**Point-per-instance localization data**
== Segment start ==

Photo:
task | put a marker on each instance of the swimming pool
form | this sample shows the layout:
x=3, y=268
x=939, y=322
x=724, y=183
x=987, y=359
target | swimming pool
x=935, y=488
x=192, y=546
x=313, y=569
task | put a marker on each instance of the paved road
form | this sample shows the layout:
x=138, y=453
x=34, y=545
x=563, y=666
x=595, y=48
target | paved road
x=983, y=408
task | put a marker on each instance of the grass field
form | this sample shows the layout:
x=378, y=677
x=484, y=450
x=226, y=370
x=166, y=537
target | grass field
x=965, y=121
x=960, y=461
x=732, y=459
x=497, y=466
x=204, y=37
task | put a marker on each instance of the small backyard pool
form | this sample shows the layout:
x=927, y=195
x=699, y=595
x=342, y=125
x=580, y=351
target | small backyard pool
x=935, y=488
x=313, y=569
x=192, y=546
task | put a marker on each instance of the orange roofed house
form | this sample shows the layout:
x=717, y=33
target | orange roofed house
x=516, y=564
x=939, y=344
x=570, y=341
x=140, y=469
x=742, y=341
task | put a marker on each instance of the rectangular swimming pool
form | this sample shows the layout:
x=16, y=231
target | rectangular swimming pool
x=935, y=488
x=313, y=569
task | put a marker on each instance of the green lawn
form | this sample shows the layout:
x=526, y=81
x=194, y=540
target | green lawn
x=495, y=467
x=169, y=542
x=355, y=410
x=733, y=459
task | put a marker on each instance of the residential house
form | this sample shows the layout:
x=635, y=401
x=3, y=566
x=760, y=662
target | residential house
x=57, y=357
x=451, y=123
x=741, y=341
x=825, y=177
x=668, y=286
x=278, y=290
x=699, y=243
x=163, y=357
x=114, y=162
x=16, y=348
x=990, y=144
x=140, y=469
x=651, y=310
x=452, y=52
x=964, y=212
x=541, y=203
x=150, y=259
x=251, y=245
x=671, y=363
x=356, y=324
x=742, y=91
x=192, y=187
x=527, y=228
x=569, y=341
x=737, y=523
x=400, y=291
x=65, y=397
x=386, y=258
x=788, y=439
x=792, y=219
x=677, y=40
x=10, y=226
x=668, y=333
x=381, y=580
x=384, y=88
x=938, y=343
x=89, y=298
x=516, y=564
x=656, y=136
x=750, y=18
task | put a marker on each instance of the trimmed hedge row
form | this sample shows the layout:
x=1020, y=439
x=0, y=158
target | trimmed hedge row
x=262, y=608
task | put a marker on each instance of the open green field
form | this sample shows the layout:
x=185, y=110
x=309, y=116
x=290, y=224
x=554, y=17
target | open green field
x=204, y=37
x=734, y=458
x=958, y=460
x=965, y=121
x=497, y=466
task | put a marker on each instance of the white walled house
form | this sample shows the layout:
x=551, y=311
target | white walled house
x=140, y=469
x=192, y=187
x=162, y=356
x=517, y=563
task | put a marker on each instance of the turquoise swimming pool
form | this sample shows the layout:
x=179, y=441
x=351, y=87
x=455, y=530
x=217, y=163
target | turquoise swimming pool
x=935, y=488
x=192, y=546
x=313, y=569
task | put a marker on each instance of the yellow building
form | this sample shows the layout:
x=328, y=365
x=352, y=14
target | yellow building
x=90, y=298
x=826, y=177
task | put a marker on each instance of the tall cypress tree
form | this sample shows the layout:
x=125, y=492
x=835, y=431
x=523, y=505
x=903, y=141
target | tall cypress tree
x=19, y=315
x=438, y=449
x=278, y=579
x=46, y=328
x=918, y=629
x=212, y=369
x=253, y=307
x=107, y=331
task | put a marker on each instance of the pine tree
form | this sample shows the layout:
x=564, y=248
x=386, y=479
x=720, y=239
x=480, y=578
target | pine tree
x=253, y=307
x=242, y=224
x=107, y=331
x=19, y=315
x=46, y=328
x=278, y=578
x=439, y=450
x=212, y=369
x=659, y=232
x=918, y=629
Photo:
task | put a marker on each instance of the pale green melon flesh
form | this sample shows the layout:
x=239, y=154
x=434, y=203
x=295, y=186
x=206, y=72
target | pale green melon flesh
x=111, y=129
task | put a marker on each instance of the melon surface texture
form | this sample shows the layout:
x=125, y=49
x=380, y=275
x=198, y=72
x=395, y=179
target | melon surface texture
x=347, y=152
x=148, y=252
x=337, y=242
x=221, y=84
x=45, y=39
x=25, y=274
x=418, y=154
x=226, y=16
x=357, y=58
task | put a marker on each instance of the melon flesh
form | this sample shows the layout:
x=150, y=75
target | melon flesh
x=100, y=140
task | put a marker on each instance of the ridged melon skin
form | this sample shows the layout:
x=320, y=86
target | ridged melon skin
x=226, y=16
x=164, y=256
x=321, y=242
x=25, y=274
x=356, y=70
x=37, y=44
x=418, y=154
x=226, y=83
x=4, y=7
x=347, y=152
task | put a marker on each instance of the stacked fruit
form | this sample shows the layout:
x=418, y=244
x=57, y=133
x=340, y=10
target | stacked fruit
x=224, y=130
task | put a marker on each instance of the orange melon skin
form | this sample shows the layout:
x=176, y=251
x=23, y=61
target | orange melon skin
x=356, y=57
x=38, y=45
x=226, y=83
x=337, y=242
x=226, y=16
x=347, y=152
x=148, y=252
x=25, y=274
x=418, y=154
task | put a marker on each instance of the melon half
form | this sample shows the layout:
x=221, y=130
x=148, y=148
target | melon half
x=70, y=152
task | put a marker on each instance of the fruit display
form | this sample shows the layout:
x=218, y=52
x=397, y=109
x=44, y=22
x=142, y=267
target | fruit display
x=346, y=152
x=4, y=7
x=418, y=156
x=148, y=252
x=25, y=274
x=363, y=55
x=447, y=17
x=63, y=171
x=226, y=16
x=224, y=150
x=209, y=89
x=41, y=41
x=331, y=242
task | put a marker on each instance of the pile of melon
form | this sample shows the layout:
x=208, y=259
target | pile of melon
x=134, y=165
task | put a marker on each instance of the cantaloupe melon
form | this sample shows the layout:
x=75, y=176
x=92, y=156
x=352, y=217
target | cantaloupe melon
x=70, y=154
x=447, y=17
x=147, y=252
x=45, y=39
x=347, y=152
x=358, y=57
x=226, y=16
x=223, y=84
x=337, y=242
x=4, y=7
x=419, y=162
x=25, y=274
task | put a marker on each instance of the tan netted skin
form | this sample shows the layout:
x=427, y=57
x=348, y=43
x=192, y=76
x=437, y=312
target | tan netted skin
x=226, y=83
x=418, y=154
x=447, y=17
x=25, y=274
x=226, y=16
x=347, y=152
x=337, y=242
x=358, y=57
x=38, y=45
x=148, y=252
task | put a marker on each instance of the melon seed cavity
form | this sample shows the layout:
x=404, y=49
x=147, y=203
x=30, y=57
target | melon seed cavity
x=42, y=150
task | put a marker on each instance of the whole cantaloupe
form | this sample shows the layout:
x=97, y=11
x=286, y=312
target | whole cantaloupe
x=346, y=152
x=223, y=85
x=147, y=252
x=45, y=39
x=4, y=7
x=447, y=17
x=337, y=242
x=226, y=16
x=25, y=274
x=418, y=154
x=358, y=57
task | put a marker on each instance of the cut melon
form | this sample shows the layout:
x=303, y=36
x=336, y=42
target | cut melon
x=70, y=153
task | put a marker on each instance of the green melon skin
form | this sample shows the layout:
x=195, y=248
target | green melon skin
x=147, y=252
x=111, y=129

== Segment end ==

**Task description**
Go through the entries and restate each one exactly.

**Result of the task**
Photo:
task | put a marker on each instance of the swimming pool
form | this sample shows the layout:
x=3, y=268
x=939, y=322
x=724, y=183
x=987, y=359
target | swimming pool
x=935, y=488
x=192, y=546
x=313, y=569
task | put a marker on each instance of the paved road
form | this sample shows the layout:
x=138, y=453
x=34, y=545
x=563, y=666
x=595, y=48
target | paved road
x=983, y=408
task | put a marker on each instance of the grass field
form | this sample shows the layout:
x=378, y=677
x=484, y=450
x=226, y=370
x=166, y=537
target | grass field
x=965, y=121
x=960, y=461
x=732, y=459
x=497, y=466
x=204, y=37
task | put a marker on each instance of the small backyard pool
form | this sample shows the layout:
x=927, y=195
x=699, y=595
x=342, y=125
x=580, y=351
target | small backyard pool
x=935, y=488
x=313, y=569
x=192, y=546
task | put a marker on each instance of the orange roofed house
form | this sample shows the layout:
x=717, y=33
target | orange roofed house
x=516, y=564
x=939, y=344
x=570, y=341
x=140, y=469
x=742, y=341
task | put a marker on each instance of the rectangular swimming pool
form | this sample shows the layout:
x=16, y=231
target | rectangular swimming pool
x=935, y=488
x=313, y=569
task | put a marker on each instance of the green lawn
form | this sample shows the layout:
x=526, y=81
x=194, y=540
target | green lawn
x=495, y=467
x=169, y=542
x=355, y=410
x=733, y=459
task | put a marker on each instance of the residential house
form | this sample shows the layout:
x=635, y=401
x=3, y=566
x=760, y=662
target | residential house
x=57, y=357
x=451, y=123
x=741, y=341
x=825, y=177
x=668, y=286
x=278, y=290
x=699, y=243
x=163, y=357
x=114, y=162
x=16, y=348
x=990, y=144
x=140, y=469
x=651, y=310
x=452, y=52
x=964, y=212
x=541, y=203
x=150, y=259
x=251, y=245
x=671, y=363
x=356, y=324
x=742, y=91
x=192, y=187
x=527, y=228
x=569, y=341
x=737, y=523
x=400, y=291
x=65, y=397
x=386, y=258
x=788, y=439
x=792, y=219
x=677, y=40
x=10, y=226
x=668, y=333
x=381, y=580
x=384, y=88
x=938, y=343
x=89, y=298
x=516, y=564
x=656, y=136
x=750, y=18
task | put a marker on each instance of the trimmed hedge row
form | this sample shows the layout:
x=1020, y=439
x=0, y=158
target | trimmed hedge row
x=262, y=608
task | put a marker on each instance of the open green field
form | this sample shows the layout:
x=185, y=110
x=309, y=116
x=290, y=224
x=554, y=17
target | open green field
x=204, y=37
x=734, y=458
x=958, y=460
x=965, y=121
x=497, y=466
task | put a marker on each instance of the white walled house
form | this sample shows the layout:
x=551, y=311
target | white walled house
x=140, y=469
x=192, y=187
x=162, y=356
x=517, y=563
task | put a marker on each instance of the turquoise swimming pool
form | this sample shows the layout:
x=179, y=441
x=351, y=87
x=455, y=530
x=217, y=163
target | turquoise swimming pool
x=935, y=488
x=192, y=546
x=313, y=569
task | put a marker on each instance of the yellow building
form | this sample shows the layout:
x=328, y=365
x=352, y=14
target | yellow building
x=90, y=298
x=826, y=177
task | put a marker on each instance of the tall cypress tree
form | this sample shows the layout:
x=125, y=492
x=835, y=431
x=523, y=505
x=903, y=141
target | tall cypress tree
x=19, y=315
x=438, y=449
x=278, y=579
x=46, y=328
x=918, y=629
x=212, y=369
x=253, y=307
x=107, y=331
task | put a marker on each instance of the pine tree
form | this sample shows the layout:
x=564, y=248
x=386, y=479
x=720, y=239
x=480, y=578
target | pine tree
x=253, y=307
x=242, y=224
x=107, y=331
x=19, y=315
x=46, y=328
x=278, y=578
x=439, y=450
x=212, y=369
x=659, y=232
x=918, y=629
Photo:
task | put a marker on each instance of the pale green melon flesh
form | this sample shows the layout:
x=239, y=154
x=434, y=203
x=295, y=186
x=206, y=72
target | pale green melon flesh
x=111, y=129
task | put a marker on each instance of the melon surface texture
form | this sample shows the layout:
x=125, y=49
x=380, y=275
x=198, y=72
x=395, y=179
target | melon surface texture
x=347, y=152
x=148, y=252
x=337, y=242
x=221, y=84
x=45, y=39
x=25, y=274
x=418, y=154
x=226, y=16
x=357, y=58
task | put a marker on each instance of the melon flesh
form | this sample shows the layout:
x=150, y=75
target | melon flesh
x=100, y=140
task | put a marker on each instance of the ridged melon skin
form | this sample shows the layout:
x=320, y=86
target | ridged melon skin
x=226, y=16
x=164, y=256
x=321, y=242
x=25, y=274
x=356, y=70
x=37, y=44
x=418, y=154
x=226, y=83
x=4, y=7
x=347, y=152
task | put a marker on each instance of the stacked fruit
form | this sample shows the layout:
x=418, y=244
x=57, y=133
x=340, y=10
target | stacked fruit
x=224, y=130
task | put a marker on each instance of the orange melon skin
form | this sample shows the layout:
x=176, y=251
x=23, y=61
target | orange melon skin
x=356, y=57
x=38, y=45
x=226, y=83
x=337, y=242
x=226, y=16
x=347, y=152
x=148, y=252
x=25, y=274
x=418, y=154
task | put a marker on each instance of the melon half
form | this sample shows the layout:
x=221, y=130
x=148, y=148
target | melon half
x=70, y=152
task | put a marker on each instance of the fruit display
form | this sample shows the layout:
x=218, y=52
x=397, y=109
x=44, y=22
x=142, y=267
target | fruit display
x=346, y=152
x=4, y=7
x=418, y=156
x=148, y=252
x=25, y=274
x=363, y=55
x=447, y=17
x=63, y=171
x=226, y=16
x=224, y=150
x=209, y=89
x=41, y=41
x=331, y=242
task | put a marker on each instance of the pile of melon
form | this sample shows the layout:
x=208, y=259
target | pile of melon
x=134, y=165
task | put a marker on each instance of the cantaloupe melon
form | this sample shows the layout:
x=75, y=176
x=92, y=156
x=352, y=217
target | cantaloupe melon
x=70, y=154
x=447, y=17
x=147, y=252
x=45, y=39
x=347, y=152
x=358, y=57
x=226, y=16
x=223, y=84
x=337, y=242
x=4, y=7
x=419, y=162
x=25, y=274
task | put a marker on each instance of the tan netted skin
form | this sample shows the layout:
x=427, y=57
x=348, y=43
x=192, y=76
x=437, y=312
target | tan netted skin
x=226, y=83
x=418, y=154
x=447, y=17
x=25, y=274
x=226, y=16
x=347, y=152
x=337, y=242
x=358, y=57
x=38, y=45
x=148, y=252
task | put a marker on each instance of the melon seed cavity
form | this sample shows the layout:
x=404, y=49
x=147, y=203
x=30, y=57
target | melon seed cavity
x=42, y=150
task | put a marker on each instance of the whole cantaloupe
form | this sample shows the layout:
x=97, y=11
x=286, y=312
target | whole cantaloupe
x=346, y=152
x=223, y=85
x=147, y=252
x=45, y=39
x=4, y=7
x=447, y=17
x=337, y=242
x=226, y=16
x=25, y=274
x=418, y=154
x=358, y=57
task | put a marker on each instance of the cut melon
form | this sample shows the layout:
x=303, y=36
x=336, y=42
target | cut melon
x=70, y=153
task | put a marker on each instance of the green melon skin
form | this sample shows the layout:
x=195, y=248
target | green melon skin
x=147, y=252
x=111, y=129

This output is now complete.